• **EXERCISE**: Starting with the line that contains "Practice. Locate the grass", set down each line through the end of the entries below, exactly and with nothing added.
** Start of ENTRIES **
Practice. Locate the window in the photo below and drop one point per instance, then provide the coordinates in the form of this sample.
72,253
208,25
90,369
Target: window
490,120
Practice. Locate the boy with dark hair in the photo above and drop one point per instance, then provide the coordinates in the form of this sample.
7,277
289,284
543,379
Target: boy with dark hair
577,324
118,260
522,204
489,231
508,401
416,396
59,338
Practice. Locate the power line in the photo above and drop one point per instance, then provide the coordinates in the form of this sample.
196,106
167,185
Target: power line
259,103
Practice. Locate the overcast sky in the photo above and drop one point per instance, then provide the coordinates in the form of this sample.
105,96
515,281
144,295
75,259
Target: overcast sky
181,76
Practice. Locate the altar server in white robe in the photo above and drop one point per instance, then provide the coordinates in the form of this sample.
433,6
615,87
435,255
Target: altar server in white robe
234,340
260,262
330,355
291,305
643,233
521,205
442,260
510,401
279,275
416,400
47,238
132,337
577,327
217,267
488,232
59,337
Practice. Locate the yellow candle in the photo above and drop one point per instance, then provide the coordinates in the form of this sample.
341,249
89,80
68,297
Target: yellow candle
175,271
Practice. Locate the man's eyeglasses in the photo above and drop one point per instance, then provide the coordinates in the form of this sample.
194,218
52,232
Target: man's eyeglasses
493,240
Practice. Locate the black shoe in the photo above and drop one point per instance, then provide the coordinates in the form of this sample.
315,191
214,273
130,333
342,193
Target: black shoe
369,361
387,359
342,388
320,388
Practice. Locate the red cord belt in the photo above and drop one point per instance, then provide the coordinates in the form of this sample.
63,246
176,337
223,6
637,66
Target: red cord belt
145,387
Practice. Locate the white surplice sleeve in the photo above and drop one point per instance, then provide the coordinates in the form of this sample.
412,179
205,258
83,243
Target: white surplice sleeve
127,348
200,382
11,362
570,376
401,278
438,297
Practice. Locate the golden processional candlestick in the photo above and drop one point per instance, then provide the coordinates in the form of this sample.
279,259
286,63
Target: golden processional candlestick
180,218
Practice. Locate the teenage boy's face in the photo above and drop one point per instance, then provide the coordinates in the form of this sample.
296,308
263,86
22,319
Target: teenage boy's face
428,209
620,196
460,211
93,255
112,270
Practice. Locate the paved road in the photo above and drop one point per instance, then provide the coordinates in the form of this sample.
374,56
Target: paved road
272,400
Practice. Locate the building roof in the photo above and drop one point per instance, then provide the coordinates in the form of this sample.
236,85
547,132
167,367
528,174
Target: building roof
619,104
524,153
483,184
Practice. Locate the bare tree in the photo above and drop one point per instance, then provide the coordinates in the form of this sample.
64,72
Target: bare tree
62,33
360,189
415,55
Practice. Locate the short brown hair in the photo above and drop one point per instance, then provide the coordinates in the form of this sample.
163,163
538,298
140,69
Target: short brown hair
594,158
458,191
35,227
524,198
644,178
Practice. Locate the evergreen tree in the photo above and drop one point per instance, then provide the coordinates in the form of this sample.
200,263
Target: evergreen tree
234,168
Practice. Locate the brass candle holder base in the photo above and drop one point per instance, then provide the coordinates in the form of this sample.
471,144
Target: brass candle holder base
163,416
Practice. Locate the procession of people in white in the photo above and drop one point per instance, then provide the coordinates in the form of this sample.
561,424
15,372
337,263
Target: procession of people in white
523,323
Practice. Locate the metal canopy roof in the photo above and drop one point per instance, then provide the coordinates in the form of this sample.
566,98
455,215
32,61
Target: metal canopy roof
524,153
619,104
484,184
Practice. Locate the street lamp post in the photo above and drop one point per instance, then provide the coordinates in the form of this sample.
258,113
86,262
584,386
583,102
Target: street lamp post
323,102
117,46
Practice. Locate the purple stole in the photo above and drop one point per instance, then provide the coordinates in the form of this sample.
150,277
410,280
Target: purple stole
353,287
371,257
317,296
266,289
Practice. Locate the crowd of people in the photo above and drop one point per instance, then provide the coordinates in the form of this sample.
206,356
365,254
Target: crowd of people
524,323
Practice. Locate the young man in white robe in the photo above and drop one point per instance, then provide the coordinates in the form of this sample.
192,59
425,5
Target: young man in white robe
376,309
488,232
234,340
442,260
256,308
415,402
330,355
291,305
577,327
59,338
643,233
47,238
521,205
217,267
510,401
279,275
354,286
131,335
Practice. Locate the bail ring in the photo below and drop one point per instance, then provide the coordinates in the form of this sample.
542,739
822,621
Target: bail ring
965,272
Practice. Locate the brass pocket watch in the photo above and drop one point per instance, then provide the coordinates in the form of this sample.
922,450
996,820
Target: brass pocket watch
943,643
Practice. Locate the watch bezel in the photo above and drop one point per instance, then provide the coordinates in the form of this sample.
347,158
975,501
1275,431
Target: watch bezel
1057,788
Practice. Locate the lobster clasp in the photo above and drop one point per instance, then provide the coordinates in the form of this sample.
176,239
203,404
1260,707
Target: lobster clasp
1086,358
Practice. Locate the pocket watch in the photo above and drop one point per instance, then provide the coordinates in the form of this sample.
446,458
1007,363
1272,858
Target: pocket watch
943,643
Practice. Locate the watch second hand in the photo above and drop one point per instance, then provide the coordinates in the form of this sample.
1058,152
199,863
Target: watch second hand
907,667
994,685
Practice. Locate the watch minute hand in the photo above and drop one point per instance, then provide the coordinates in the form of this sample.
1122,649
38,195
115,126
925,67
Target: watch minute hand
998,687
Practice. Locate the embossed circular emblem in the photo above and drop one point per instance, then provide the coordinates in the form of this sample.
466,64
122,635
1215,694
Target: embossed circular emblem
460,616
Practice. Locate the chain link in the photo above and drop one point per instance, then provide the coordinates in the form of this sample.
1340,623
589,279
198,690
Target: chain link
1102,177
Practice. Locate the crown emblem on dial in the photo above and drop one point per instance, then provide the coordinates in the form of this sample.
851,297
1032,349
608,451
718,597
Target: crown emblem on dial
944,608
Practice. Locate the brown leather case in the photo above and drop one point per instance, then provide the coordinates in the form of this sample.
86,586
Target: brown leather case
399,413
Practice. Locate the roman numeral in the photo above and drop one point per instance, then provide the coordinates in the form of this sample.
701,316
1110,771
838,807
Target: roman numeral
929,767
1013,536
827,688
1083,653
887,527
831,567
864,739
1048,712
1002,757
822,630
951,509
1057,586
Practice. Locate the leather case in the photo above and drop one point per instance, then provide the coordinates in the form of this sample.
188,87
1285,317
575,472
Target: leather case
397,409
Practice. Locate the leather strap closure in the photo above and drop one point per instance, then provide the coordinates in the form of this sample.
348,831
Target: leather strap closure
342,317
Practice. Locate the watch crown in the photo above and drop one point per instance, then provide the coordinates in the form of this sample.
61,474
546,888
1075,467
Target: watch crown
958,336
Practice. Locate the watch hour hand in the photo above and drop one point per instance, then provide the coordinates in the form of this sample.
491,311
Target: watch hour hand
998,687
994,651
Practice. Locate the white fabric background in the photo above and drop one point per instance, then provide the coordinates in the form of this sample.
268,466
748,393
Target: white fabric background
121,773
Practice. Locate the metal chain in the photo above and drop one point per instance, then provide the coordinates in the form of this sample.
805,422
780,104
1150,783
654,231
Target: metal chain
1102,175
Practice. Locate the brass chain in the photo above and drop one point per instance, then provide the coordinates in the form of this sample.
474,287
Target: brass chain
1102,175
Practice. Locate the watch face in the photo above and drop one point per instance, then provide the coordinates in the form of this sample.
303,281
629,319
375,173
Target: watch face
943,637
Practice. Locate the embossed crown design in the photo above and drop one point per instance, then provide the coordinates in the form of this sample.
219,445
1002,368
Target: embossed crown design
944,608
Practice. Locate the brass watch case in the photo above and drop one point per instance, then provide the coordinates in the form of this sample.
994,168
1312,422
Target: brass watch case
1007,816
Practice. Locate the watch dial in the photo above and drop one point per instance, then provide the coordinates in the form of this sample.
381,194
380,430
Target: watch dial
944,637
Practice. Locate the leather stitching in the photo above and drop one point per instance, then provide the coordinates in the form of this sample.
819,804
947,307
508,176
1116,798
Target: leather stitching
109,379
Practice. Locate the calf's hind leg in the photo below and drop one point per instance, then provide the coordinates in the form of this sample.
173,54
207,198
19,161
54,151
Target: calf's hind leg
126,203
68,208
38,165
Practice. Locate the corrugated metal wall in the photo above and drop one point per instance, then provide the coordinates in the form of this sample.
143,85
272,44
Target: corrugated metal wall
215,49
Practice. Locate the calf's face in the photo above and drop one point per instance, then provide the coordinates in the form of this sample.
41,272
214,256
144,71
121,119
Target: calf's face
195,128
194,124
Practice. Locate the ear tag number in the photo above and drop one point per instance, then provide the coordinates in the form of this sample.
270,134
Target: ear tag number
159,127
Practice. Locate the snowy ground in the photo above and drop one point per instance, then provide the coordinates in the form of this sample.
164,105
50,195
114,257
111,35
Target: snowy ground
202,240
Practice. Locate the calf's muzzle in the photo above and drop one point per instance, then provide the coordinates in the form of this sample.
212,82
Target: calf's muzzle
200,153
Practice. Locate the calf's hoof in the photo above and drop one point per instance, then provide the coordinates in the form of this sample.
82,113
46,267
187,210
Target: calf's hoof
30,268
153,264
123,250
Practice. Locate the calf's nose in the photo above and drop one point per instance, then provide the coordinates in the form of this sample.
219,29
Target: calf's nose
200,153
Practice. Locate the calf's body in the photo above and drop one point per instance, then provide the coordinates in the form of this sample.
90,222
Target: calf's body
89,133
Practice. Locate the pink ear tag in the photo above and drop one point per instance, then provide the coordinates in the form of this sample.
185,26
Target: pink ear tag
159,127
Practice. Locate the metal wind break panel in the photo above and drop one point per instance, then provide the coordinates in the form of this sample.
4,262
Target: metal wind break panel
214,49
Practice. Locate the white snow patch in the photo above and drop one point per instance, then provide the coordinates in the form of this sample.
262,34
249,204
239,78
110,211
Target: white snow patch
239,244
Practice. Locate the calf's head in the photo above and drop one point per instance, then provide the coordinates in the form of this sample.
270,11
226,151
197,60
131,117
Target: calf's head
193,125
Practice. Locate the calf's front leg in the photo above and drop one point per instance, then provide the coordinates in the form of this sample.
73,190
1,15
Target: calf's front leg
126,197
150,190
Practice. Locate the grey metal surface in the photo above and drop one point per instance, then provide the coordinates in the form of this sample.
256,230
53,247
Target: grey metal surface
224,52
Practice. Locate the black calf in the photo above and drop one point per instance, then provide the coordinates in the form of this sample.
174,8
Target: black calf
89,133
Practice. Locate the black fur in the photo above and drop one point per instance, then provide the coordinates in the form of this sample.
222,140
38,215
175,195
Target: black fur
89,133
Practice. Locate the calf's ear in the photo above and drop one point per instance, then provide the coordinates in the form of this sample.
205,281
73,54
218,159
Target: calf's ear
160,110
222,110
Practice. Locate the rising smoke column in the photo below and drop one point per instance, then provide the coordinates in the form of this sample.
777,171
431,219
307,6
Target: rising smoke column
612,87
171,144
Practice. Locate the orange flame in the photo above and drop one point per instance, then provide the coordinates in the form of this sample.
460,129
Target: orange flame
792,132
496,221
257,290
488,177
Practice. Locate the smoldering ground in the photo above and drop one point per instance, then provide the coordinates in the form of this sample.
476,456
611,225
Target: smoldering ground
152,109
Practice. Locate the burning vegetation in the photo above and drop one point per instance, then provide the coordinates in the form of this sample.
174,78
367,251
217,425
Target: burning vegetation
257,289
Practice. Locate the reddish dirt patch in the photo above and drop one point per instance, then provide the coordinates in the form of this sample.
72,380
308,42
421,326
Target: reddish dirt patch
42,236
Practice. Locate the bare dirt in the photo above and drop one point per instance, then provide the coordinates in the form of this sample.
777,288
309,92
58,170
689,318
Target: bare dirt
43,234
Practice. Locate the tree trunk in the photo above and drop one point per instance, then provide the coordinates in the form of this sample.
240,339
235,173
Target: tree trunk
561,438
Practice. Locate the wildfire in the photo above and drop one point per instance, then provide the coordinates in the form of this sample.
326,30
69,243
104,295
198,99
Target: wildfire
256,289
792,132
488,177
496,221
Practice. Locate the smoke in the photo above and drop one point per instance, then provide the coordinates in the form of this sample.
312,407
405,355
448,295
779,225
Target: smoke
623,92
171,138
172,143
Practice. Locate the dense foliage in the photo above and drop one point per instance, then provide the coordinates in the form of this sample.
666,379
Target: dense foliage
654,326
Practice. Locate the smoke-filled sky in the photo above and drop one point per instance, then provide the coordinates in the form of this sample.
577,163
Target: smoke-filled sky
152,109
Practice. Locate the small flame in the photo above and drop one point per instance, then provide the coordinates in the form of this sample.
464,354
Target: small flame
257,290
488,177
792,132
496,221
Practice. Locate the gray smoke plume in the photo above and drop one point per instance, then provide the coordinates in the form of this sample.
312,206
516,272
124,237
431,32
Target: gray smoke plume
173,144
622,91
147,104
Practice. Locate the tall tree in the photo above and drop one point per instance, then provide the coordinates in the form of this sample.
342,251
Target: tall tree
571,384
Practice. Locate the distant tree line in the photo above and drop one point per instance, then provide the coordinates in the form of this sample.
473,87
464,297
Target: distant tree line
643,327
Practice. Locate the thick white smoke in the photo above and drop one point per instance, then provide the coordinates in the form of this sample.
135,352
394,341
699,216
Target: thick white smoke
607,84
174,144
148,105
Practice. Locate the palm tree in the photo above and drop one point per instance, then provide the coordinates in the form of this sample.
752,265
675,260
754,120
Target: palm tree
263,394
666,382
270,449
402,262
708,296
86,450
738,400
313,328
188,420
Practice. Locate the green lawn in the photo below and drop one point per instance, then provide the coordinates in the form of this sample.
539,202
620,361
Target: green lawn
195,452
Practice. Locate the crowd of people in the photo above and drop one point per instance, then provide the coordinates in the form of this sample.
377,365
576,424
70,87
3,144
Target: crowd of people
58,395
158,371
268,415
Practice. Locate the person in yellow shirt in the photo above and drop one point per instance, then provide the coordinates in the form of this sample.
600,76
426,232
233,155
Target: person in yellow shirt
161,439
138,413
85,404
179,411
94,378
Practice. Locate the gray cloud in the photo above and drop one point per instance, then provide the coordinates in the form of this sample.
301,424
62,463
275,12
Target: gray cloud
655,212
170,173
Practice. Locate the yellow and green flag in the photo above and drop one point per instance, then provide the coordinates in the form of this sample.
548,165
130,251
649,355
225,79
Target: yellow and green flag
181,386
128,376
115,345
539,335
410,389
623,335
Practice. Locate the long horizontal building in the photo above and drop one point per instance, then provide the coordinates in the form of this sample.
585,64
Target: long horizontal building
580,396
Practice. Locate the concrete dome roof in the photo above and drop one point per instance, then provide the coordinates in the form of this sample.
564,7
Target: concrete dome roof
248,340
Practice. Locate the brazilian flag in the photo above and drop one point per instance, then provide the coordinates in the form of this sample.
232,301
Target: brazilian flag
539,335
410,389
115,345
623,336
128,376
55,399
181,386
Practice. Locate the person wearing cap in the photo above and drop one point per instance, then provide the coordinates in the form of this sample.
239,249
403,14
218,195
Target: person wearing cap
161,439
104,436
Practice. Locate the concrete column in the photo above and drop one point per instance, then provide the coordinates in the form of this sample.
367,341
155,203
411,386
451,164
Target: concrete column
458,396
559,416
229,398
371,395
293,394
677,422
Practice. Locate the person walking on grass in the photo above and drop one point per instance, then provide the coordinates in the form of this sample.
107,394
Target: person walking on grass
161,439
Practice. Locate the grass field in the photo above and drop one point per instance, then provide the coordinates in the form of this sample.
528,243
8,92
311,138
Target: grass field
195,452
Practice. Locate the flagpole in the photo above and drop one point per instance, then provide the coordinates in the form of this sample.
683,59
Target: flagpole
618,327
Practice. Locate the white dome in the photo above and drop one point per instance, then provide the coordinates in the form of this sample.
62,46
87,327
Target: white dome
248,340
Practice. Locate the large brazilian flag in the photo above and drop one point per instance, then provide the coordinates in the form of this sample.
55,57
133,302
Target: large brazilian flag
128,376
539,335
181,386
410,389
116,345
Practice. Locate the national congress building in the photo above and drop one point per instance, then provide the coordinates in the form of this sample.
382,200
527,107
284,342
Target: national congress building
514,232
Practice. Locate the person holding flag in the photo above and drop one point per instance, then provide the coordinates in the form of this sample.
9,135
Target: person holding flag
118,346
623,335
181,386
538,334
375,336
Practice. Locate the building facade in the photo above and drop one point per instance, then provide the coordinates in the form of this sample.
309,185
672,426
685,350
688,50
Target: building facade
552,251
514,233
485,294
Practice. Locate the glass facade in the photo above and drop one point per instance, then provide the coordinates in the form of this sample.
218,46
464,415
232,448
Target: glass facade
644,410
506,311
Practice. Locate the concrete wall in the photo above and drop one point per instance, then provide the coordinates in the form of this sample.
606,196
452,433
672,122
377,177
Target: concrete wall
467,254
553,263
** End of ENTRIES **
• **EXERCISE RESULT**:
Practice. Locate the grass field in the photo above and drop one point per instance, then provide the coordinates in the form of this sample.
528,243
8,92
311,138
Target: grass field
195,452
Practice. Locate the flagpole in the photo above and drop one point per instance, then provide the coordinates in the form of this sample.
683,59
Target: flagpole
618,327
Practice. Locate the white dome in the photo above and drop one point per instance, then provide the coordinates in the form of this sample.
62,46
87,327
Target: white dome
248,340
Practice. Locate the large brazilian flag in the photo above and drop one point per instance, then provide the coordinates in the form of this sample.
55,57
133,302
Target: large brazilian flag
128,376
539,335
181,386
410,389
116,345
Practice. Locate the national congress building in the photo above and drop one point per instance, then provide the coordinates in the form of this sample.
382,200
527,107
284,342
Target: national congress building
514,232
Practice. Locate the person holding flag in the photo above and drop one point per instance, then provide the coordinates in the form of this sample.
9,135
Target: person holding flag
118,346
623,335
181,386
538,334
375,336
Practice. Locate the building facade in the photo above and drop one point per instance, then provide the coordinates in the form of this sample.
309,185
672,426
685,350
688,50
Target: building facade
552,251
514,233
485,294
Practice. Locate the glass facade in the photo above and drop one point per instance, then provide the coordinates in the form of this sample.
218,46
464,415
232,448
Target: glass facade
644,410
506,311
Practice. Locate the concrete wall in the photo above and drop one point per instance, then provide the coordinates in the form of this sample.
606,196
452,433
672,122
377,177
Target: concrete wall
467,254
553,263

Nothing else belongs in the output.